# Record excerpts start

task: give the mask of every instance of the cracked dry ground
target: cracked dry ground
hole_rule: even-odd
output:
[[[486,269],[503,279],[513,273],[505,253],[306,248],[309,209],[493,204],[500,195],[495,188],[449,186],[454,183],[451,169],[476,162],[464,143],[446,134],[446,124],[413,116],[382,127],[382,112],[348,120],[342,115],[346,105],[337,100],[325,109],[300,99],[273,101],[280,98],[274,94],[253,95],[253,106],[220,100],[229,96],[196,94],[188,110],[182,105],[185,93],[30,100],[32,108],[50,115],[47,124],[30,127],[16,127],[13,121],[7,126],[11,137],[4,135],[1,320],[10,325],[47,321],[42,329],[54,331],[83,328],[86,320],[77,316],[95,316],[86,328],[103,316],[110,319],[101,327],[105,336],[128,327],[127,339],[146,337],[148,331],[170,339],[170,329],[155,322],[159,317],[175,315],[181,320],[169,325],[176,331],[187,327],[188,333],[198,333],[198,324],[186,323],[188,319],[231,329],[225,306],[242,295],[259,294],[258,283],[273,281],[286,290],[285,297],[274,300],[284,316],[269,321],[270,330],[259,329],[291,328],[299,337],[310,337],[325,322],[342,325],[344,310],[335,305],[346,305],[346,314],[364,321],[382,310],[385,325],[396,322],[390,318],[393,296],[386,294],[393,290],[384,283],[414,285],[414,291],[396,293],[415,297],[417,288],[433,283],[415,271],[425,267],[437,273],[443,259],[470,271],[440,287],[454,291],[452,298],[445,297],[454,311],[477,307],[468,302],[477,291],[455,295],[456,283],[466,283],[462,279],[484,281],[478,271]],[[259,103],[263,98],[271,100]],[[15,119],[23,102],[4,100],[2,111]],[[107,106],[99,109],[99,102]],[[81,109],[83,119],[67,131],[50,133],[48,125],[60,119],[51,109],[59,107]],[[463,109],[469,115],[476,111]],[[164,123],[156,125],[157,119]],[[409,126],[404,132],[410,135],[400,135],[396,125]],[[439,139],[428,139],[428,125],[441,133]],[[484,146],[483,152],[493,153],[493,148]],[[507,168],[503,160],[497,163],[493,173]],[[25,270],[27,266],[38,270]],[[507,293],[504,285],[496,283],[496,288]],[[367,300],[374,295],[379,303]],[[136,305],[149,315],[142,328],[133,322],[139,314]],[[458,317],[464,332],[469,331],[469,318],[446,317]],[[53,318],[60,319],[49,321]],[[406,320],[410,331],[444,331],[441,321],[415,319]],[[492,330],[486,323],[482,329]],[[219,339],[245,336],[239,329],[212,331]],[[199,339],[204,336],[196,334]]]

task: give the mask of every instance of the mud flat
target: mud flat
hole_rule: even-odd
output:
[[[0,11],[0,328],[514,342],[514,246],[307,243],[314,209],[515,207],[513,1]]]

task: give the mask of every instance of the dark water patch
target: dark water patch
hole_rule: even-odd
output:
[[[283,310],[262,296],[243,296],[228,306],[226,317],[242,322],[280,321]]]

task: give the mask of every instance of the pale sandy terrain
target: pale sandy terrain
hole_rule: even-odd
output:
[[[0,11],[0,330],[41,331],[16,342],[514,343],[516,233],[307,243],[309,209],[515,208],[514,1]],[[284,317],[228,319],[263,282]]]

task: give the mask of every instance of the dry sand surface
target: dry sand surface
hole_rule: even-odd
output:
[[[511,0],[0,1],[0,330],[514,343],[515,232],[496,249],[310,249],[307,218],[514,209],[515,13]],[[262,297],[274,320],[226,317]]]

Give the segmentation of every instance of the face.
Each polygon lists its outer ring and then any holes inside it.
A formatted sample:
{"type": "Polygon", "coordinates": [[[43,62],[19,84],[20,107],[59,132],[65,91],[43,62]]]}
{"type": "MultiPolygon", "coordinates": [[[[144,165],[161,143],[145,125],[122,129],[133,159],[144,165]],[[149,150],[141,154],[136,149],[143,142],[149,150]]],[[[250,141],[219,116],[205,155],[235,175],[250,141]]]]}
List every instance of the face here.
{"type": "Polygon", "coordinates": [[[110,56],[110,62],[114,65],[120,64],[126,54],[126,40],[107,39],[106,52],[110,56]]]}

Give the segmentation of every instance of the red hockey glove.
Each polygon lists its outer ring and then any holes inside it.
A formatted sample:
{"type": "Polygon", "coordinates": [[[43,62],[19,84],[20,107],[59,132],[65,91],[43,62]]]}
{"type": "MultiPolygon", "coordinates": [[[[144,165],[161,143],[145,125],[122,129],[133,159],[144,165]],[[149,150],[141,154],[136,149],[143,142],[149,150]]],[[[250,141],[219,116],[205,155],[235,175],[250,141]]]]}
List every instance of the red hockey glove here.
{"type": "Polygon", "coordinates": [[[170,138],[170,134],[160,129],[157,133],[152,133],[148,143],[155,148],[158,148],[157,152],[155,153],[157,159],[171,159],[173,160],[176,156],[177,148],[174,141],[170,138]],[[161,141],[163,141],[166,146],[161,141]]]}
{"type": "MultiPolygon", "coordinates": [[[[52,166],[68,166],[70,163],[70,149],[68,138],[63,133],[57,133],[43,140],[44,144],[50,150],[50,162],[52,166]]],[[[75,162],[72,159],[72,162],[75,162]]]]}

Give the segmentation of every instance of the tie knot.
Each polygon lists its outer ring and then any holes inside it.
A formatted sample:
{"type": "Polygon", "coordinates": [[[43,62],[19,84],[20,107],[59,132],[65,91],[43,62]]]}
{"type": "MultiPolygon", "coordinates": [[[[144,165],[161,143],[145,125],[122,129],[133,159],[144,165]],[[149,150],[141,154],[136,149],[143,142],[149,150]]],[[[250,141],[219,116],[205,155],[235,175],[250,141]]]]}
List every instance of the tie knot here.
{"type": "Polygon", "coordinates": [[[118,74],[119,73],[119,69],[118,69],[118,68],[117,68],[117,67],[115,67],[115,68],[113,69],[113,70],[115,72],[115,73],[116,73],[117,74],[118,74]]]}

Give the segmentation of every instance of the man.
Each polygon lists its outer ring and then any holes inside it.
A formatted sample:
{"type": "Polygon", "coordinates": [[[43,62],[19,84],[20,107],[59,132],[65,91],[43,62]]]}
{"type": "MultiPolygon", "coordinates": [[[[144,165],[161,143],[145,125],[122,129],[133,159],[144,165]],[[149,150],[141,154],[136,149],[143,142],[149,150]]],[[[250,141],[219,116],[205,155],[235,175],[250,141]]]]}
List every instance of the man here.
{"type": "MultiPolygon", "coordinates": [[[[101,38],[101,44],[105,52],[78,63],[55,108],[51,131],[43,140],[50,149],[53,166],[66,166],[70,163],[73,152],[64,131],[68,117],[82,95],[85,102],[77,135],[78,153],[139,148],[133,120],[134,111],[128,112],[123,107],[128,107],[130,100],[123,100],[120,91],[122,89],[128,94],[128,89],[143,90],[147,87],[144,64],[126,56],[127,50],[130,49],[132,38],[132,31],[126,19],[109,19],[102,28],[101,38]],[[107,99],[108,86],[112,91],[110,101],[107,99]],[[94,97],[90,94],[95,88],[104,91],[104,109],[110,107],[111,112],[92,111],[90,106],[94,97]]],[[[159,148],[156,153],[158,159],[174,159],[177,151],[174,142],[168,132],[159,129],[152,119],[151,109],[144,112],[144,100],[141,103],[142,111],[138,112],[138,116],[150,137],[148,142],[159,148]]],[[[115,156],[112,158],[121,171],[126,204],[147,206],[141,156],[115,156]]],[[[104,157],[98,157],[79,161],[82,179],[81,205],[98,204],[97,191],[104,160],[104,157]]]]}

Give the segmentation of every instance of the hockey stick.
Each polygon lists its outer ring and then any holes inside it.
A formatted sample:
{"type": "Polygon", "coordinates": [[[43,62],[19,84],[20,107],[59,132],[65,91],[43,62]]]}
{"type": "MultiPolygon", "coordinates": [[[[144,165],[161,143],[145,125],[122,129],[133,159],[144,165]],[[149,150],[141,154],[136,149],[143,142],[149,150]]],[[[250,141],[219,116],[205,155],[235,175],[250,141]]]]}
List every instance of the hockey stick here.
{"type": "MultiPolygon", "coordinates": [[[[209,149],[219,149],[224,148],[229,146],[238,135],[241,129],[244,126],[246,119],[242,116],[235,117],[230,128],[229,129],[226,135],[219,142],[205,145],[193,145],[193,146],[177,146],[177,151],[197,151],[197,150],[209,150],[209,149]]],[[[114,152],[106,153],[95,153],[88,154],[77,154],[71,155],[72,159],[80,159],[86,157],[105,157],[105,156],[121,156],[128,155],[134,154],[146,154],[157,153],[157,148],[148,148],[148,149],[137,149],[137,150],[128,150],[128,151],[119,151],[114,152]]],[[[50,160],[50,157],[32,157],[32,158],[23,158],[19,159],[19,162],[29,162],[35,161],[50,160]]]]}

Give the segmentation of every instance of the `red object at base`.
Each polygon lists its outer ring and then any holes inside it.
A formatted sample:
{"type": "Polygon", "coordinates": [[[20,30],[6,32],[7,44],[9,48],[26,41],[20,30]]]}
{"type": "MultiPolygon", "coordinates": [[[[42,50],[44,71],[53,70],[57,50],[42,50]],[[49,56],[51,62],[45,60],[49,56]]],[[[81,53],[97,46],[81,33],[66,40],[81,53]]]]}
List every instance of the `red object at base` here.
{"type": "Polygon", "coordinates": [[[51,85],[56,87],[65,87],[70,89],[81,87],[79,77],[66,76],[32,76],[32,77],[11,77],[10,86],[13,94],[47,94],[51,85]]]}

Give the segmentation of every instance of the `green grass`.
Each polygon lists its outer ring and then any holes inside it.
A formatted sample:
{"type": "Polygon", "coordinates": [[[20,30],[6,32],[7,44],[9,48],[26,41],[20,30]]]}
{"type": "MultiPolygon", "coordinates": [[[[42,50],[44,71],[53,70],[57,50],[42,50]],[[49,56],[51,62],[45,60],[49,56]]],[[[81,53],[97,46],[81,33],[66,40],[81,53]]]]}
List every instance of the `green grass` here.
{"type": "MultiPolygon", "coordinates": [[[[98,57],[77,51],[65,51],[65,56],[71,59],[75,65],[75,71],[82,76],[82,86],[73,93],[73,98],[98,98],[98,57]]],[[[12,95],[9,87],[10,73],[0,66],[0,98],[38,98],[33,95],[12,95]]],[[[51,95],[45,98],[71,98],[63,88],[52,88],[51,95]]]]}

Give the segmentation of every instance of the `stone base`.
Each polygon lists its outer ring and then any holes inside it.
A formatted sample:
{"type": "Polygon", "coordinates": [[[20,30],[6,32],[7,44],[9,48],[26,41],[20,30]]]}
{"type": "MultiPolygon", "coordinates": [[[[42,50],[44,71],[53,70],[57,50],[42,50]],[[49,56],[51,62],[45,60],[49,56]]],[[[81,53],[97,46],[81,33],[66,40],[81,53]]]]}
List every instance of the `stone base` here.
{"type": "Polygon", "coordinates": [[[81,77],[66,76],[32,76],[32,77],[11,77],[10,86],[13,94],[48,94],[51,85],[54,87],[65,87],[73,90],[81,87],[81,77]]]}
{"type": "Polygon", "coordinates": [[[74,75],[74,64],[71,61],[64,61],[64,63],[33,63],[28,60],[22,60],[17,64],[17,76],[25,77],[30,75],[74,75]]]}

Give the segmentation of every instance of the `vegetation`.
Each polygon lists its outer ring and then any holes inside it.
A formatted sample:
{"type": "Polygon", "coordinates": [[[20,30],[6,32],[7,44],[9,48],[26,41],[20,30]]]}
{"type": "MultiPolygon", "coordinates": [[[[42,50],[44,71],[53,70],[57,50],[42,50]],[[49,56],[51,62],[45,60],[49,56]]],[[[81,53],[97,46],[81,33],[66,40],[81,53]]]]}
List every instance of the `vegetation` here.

# Record excerpts end

§ Short problem
Identify each line in the entries above that contains the string "base", and copy those lines out. Matching is case-sensitive.

§ Output for this task
Give the segmentation of every instance of the `red object at base`.
List every instance of the `red object at base` here.
Give the segmentation of every instance of the `stone base`.
List every instance of the `stone base` here.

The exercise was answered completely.